(Records)
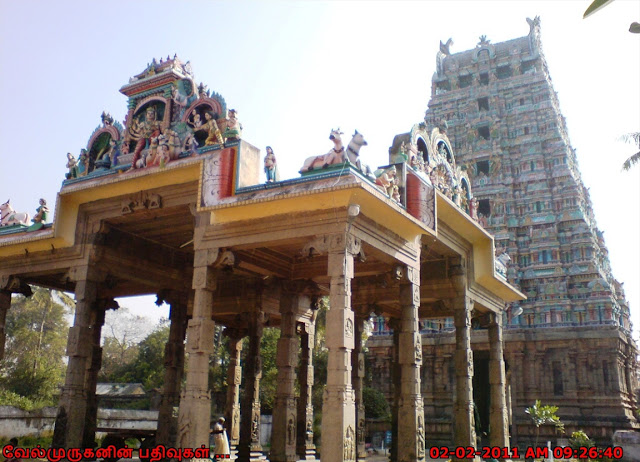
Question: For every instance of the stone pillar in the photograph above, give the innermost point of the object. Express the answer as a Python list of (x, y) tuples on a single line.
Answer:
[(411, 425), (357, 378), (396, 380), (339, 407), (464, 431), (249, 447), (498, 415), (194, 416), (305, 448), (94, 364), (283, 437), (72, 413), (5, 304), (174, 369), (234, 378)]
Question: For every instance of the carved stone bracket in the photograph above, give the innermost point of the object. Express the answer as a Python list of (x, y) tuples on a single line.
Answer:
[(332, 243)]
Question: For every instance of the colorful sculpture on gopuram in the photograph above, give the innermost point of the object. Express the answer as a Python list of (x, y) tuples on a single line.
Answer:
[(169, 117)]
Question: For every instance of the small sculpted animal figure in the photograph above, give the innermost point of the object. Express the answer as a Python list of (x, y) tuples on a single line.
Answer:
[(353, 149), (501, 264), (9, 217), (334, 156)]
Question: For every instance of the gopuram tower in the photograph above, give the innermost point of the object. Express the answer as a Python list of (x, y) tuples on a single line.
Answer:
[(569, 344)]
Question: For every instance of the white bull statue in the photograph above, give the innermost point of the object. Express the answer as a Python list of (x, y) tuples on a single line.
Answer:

> [PROBLEM STATEMENT]
Please repeat the material above without the pictures, swapping "photograph" for "image" everywhere and leaving the rest unchanged.

> [SOLUTION TO THE PROBLEM]
Question: For every instance of the stone pillar in the image above, give the innermost point of the object. Express the answer as a Python list of (x, y) tuples on a single line.
Answer:
[(411, 425), (357, 378), (396, 380), (339, 407), (464, 431), (249, 447), (498, 415), (194, 416), (305, 448), (94, 364), (283, 437), (72, 413), (5, 304), (174, 369), (234, 378)]
Question: For every instance of the carved stone bracket in the image above, give the innermost point of the object. Express the answer as a Python list of (x, y) tuples on a single line.
Answer:
[(332, 243)]
Question: For every instance of the colorful sculpture on gopuram in the image above, give the innermost point of the object. Express the answer as a Python list of (x, y) tuples on a single line.
Answer:
[(169, 117)]
Question: For every instance of the small sculpted animal figure in the image above, give the innermost point of the object. Express the answer as a Python list of (x, y) tuples on a single line.
Answer:
[(353, 149), (501, 264), (9, 217), (334, 156)]
Question: For every instance of the gopuram tower in the image above, give the innermost point of the object. Express the answer as a Python list of (x, y) tuples on a single line.
Answer:
[(569, 344)]
Question: For every instance of the white bull statue in the image above, give the innermost point of the object. Express the answer as a Python list of (x, y) tuples on a single line.
Answer:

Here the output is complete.